● WAS ERWARTET WIRD:
Entnimm dem Material die Zeilen von der allerersten bis einschließlich der Zeile, die „Provide the mask“ enthält, und gib sie unverändert wieder.

......

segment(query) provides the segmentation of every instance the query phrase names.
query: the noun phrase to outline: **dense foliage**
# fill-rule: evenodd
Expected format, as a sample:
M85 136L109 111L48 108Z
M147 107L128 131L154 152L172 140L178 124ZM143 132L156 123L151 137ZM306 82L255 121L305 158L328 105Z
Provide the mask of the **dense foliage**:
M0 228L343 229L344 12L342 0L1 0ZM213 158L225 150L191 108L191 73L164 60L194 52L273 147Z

......

● DIE ANTWORT:
segment(query) provides the segmentation of every instance the query phrase names.
query: the noun phrase to outline: **dense foliage**
# fill-rule: evenodd
Expected format, as a sample:
M85 136L109 111L48 108Z
M147 107L128 131L154 152L172 140L178 124ZM143 132L156 123L151 137ZM306 82L255 121L305 158L328 105Z
Provide the mask of the **dense foliage**:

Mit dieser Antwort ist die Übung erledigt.